─── Data entries

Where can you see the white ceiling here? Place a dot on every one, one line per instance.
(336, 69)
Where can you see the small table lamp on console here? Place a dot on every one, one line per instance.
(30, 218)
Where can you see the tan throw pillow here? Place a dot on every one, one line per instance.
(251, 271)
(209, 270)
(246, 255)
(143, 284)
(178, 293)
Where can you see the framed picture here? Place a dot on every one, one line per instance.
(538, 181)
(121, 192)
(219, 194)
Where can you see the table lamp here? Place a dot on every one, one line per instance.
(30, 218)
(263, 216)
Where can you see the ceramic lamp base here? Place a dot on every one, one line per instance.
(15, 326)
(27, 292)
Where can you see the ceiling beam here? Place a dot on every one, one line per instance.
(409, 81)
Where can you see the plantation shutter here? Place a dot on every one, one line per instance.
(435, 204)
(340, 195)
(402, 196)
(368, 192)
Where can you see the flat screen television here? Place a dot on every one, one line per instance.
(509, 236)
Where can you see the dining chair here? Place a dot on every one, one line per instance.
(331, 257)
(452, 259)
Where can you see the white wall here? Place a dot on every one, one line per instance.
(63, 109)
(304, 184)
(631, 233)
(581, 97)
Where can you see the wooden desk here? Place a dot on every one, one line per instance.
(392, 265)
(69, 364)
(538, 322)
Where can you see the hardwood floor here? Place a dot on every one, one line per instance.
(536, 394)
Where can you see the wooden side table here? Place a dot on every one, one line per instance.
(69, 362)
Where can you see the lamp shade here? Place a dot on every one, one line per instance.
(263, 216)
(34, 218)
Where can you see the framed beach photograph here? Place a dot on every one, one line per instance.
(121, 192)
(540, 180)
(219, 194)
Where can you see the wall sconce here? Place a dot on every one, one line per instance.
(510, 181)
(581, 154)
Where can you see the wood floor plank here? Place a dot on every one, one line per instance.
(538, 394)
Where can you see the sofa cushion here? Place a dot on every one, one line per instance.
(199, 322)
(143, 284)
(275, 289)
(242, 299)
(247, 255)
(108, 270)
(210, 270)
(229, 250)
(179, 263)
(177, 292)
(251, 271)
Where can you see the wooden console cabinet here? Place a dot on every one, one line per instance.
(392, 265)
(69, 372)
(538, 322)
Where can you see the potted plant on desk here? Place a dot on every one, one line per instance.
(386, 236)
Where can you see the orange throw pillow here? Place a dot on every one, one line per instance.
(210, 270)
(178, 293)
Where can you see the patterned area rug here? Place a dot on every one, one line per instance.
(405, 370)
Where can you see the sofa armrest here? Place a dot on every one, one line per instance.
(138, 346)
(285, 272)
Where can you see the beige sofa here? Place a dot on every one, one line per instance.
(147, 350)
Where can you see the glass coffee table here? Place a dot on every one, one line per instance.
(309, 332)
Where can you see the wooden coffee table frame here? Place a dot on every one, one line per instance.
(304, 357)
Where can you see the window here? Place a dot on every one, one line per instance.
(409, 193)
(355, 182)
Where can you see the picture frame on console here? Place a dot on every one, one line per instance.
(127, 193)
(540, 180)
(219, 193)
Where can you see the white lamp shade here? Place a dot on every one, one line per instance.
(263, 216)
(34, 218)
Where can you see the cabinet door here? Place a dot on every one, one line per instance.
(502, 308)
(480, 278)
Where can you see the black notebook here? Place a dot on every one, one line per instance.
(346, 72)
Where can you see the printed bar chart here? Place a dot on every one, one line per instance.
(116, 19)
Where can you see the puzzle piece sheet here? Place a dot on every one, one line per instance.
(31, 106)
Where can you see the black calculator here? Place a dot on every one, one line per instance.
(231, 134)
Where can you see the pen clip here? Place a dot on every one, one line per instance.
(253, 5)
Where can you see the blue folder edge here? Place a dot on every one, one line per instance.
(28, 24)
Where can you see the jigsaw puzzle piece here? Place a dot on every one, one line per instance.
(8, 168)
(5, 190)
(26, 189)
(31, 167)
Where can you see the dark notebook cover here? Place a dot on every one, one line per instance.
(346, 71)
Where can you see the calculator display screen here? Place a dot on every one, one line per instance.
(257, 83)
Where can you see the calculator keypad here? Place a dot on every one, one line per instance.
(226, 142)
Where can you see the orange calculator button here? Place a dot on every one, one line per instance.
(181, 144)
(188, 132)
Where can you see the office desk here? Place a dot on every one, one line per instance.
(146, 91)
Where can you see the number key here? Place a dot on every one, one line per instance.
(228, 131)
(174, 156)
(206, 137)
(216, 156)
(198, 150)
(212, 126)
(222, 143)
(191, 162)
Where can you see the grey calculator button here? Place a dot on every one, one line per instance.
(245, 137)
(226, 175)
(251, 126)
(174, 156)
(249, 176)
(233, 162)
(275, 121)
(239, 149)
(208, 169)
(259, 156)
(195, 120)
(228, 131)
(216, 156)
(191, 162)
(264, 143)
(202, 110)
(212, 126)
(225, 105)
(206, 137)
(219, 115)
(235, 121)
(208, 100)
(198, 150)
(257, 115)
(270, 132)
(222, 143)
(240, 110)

──────

- What is needed: Extract, exactly, the lines above that begin at the line containing "Where can you see the office" and end at the final line of the records; add no other text.

- Worked solution:
Where can you see the office desk here? Place a dot on every one, one line per instance.
(146, 91)
Where can you see the number key here? Place a dot on every one, one line per instance.
(228, 131)
(174, 156)
(206, 137)
(216, 156)
(198, 150)
(212, 126)
(222, 143)
(191, 162)
Where can you see the grey calculator button here? Place a dot on every one, one line per instance.
(245, 137)
(226, 175)
(251, 126)
(174, 156)
(249, 176)
(233, 162)
(275, 121)
(239, 149)
(208, 169)
(259, 156)
(195, 120)
(228, 131)
(216, 156)
(191, 162)
(264, 143)
(202, 110)
(212, 126)
(225, 105)
(206, 137)
(219, 115)
(235, 121)
(208, 100)
(198, 150)
(257, 115)
(270, 132)
(222, 143)
(240, 110)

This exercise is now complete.